* TEXT SEGMENT *
______________________________
United Nations Children's Fund, in a joint statement with the World Health Organization, welcomed the day of discussion on women’s rights at the Council and said it was timely due to the health effects, namely child mortality, of the suppression of women’s rights. The annual deaths of millions of children and adolescents were not just a health emergency but a human rights issue worthy of attention from the Council.

Algeria said that it was intensifying efforts to ensure the right to peace, and welcomed the draft declaration on the right to peace. It pointed out that the scope of that right in recent years had been altered and affected by the global financial crisis and its consequences. Algeria paid close attention to the right to self-determination, but there were obstacles to the realization of that right by some peoples due to foreign domination.

Canadian HIV/AIDS Legal Network said that the work on sexual orientation and identity carried out by the United Nations was important, but violence and discrimination against lesbian, gay, bisexual and transgender persons was systematic and ongoing, so further collective action was needed in this area.

COC Nederland said that a comprehensive system of healthcare should be available to everyone without discrimination. Lesbian, gay, bisexual and transgender persons often experienced barriers to accessing adequate healthcare, which severely compromised the enjoyment of their fundamental right to health.

International Service for Human Rights said that in 2012 the High Commissioner presented a report that found that violations against lesbian, gay, bisexual and transgender persons were extensive, systemic and took place all over the globe. Many Member States had still failed to take action. It was important that the issue remained clearly on the agenda of the Human Rights Council.

Open Society Institute said that discrimination and access to nationality was one of the main causes of statelessness and disproportionately affected women and children. The report offered a set of recommendations that would hopefully be useful. States needed to do more than remove discriminatory laws and policies.

Canners International Permanent Committee said that in Pakistan violence in the streets had become a way of life, as could be seen during the election, and there was also extremist religious violence in the country. It was incumbent on Pakistan’s polity and non-governmental organization community to support the Baloch quest for self determination.

Amnesty International regretted that some States were uncooperative with the instruments of the Human Rights Council such as the refusal by Bahrain to allow the Special Rapporteur on torture to visit it among allegations of human rights abuses. Selective cooperation was unwelcome.

International Fellowship of Reconciliation said it welcomed developments in the issue of conscientious objection to military service made by the Council and criticized Armenia and the United States for the prosecution of conscientious objectors.

Action Canada for Population and Development said that the gender composition of national human rights institutions needed attention under the Paris Principles. National human rights institutions needed to mainstream gender equality.
______________________________
* PROVIDED MATERIAL *

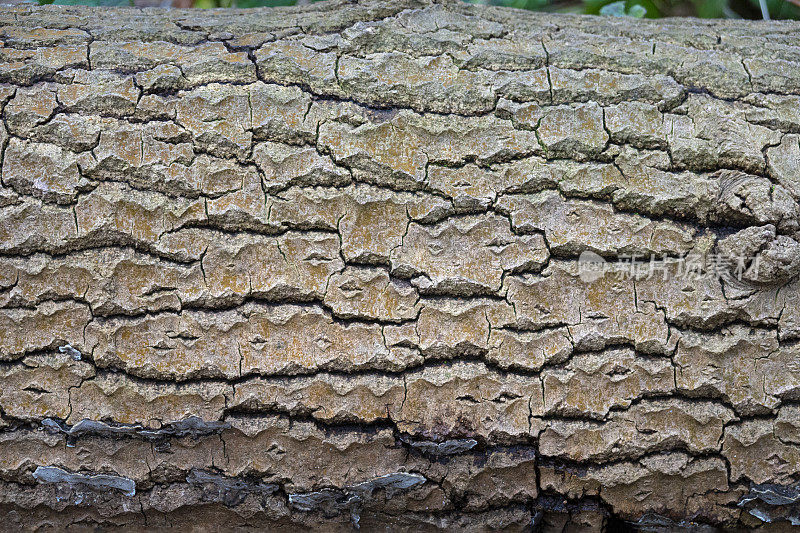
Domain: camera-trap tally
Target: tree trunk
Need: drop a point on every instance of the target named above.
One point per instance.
______________________________
* PROBLEMS TO WORK ON *
A: In the Council debate summary, which State does Amnesty International say refused to let the Special Rapporteur on torture visit?
B: Transcribe the stretch of the Council debate summary from "International Service for" through "Human Rights Council.".
C: Write the next part of the Council debate summary, starting after its final sentence.

* OUTPUTS FOR THE TASKS *
A: Bahrain

B:
International Service for Human Rights said that in 2012 the High Commissioner presented a report that found that violations against lesbian, gay, bisexual and transgender persons were extensive, systemic and took place all over the globe. Many Member States had still failed to take action. It was important that the issue remained clearly on the agenda of the Human Rights Council.

C:
Union of Arab Jurists said that in Iraq citizens protested about the violation of their rights through peaceful demonstrations which, however, were broken up by the use of force. The Council should look closely into the attacks on demonstrators in Iraq and put an end to the situation.

CIVICUS said that growing violence in several regions of the world, including countries of the European Union, was worrying. Guantanamo detention centre should close down. Laws restricting the rights to freedom of expression, association and assembly were unacceptable.

Human Rights Watch said that it was extremely concerned about restrictions on non-governmental organizations, particularly in relation to their access to funding. Ethiopia banned international organizations from carrying out their work, and the Russian Federation imposed restrictions on civil society organizations.

Society for Threatened Peoples said that the convergence of cultures via mutual respect and promotion of cultural diversity could create a synergy by which society as a whole developed steadfast respect for the fundamental human rights of each individual. However, this mutual respect for other cultures was not realised for many, especially minorities and indigenous peoples.

European Centre for Law and Justice said that for nearly a year Iran had tried to silence Saeed Abedini through illegal imprisonment, torture, and threats against his family, for having exercised his rights of religious freedom, expression and peaceful assembly. Without a fair trial, the court had sentenced him to eight years.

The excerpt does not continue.